▶ _Your assignment_
When the line with "Target: halved cherry tomato" appears below, start repeating lines exactly, and keep going through the line with "the parsley sprig"; add nothing outside that span.

------ Source data ------

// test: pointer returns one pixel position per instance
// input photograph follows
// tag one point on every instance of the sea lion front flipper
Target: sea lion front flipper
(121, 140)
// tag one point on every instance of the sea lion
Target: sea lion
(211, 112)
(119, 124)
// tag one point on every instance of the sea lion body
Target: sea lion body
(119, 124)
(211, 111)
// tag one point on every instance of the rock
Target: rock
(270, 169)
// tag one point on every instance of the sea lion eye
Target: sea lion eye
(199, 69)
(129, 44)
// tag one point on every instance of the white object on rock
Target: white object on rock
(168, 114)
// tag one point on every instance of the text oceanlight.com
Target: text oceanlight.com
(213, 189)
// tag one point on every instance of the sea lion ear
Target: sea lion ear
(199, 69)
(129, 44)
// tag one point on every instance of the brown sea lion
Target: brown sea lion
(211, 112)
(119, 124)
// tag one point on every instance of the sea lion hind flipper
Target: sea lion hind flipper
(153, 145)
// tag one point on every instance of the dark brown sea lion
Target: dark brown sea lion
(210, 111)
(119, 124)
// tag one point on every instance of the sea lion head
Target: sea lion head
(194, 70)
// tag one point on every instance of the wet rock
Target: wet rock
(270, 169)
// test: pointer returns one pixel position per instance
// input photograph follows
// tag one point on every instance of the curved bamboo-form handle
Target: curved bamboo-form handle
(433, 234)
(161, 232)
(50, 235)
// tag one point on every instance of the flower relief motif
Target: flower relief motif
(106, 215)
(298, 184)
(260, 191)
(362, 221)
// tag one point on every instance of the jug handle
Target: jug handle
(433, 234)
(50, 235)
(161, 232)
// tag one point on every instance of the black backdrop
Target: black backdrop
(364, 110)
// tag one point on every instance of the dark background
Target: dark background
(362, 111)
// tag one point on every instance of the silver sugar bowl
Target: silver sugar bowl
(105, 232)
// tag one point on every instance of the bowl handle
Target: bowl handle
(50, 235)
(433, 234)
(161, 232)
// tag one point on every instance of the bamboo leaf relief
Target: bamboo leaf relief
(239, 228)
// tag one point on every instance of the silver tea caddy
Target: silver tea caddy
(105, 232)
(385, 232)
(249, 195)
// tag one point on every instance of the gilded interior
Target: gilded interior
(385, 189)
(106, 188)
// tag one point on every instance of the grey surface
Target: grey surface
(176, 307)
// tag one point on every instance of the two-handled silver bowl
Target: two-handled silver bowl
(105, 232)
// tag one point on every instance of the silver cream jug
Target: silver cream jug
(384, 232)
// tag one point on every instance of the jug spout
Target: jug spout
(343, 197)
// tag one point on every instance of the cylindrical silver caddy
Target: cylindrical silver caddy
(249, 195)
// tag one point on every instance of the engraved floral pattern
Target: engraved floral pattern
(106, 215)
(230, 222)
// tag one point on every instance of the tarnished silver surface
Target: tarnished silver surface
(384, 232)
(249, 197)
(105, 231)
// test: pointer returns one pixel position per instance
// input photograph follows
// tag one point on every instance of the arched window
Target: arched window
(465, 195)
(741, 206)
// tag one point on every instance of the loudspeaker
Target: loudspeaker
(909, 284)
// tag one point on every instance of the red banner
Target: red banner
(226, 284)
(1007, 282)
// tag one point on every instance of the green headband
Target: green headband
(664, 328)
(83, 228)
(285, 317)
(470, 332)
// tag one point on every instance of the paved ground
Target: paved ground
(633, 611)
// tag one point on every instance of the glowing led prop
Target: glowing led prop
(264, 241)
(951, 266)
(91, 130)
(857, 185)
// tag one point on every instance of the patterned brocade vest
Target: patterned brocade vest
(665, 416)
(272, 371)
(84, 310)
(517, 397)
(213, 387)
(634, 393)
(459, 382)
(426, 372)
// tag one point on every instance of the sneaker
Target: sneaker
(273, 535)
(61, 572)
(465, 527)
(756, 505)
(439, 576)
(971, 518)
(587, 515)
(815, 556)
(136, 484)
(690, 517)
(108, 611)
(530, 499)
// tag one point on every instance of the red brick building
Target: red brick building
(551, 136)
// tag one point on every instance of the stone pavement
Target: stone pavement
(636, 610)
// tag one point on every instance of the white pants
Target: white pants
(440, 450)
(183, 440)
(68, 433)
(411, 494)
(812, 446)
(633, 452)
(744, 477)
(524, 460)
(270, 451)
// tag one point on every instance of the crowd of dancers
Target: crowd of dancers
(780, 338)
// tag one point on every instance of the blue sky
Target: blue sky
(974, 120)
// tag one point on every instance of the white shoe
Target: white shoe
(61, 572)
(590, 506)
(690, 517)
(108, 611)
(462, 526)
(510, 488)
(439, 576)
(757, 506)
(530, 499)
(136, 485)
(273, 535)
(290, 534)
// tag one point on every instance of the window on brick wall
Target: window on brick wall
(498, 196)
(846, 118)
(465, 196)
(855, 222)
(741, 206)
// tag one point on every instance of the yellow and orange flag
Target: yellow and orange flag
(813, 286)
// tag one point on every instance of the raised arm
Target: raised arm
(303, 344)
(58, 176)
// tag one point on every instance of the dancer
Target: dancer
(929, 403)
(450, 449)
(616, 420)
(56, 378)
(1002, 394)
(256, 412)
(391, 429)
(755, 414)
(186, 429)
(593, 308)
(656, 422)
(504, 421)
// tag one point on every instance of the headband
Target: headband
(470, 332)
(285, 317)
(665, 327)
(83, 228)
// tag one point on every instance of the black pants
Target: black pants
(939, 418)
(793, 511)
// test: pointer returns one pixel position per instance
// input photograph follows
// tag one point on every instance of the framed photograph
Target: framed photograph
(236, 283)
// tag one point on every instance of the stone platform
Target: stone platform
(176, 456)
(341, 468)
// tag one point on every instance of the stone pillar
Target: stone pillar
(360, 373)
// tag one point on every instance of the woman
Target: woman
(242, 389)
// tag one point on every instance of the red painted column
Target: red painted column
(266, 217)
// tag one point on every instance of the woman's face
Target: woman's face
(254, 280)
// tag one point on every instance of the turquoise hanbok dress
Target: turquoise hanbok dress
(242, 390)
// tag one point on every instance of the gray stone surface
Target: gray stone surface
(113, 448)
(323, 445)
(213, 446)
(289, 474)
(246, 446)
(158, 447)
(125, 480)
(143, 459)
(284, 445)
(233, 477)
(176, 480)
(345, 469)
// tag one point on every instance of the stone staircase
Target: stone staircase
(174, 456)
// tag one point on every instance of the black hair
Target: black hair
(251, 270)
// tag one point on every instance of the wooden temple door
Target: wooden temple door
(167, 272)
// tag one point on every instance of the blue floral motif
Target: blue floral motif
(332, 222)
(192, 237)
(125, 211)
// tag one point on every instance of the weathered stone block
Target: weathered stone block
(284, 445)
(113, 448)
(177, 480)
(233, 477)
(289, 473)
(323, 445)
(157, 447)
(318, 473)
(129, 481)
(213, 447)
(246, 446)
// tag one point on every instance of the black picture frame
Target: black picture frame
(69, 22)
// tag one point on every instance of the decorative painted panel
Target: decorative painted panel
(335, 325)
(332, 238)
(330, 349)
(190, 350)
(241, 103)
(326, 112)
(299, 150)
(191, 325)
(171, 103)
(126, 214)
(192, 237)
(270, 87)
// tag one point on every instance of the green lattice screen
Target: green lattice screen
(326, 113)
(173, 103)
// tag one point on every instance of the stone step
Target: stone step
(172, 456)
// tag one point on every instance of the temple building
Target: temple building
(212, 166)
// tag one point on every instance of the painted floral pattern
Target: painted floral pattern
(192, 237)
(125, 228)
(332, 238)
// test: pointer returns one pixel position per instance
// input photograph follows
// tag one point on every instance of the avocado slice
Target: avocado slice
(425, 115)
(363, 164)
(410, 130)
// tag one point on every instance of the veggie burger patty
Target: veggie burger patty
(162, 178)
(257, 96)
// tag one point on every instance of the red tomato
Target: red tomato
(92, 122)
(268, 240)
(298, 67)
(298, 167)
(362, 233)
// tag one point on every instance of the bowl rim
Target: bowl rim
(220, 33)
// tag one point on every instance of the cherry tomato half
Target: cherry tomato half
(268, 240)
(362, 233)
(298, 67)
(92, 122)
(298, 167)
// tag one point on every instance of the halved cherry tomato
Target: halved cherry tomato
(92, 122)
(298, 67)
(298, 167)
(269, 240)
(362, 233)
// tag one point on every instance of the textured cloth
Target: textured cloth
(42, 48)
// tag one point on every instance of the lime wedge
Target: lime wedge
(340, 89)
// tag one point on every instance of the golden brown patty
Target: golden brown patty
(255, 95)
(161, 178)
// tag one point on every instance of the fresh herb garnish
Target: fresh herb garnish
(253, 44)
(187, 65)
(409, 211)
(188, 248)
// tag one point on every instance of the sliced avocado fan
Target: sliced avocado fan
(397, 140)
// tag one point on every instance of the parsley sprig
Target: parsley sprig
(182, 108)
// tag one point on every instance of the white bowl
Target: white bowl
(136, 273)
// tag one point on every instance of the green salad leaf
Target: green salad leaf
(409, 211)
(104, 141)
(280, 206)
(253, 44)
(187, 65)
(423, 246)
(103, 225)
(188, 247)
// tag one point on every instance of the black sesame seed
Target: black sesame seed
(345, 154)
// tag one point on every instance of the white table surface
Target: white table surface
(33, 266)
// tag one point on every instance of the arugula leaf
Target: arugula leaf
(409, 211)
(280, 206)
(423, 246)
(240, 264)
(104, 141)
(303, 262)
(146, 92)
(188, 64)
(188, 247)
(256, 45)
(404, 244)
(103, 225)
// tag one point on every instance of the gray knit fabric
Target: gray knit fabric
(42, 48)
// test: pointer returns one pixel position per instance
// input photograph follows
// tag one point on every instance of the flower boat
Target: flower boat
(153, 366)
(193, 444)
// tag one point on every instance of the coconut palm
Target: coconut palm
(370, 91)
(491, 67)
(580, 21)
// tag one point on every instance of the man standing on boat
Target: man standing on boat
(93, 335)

------

▶ _Final answer_
Target: halved cherry tomato
(92, 122)
(298, 67)
(298, 167)
(269, 240)
(362, 233)
// tag one point on every instance of the textured cloth
Target: textured cloth
(42, 48)
// tag one point on every instance of the lime wedge
Target: lime wedge
(340, 89)
// tag one point on every instance of the golden brown patty
Target: golden brown patty
(255, 95)
(161, 178)
// tag one point on every instance of the fresh herb garnish
Target: fresh herb garnish
(253, 44)
(187, 65)
(409, 211)
(188, 248)
// tag one point on every instance of the sliced avocado fan
Target: sliced avocado fan
(397, 140)
// tag one point on every instance of the parsley sprig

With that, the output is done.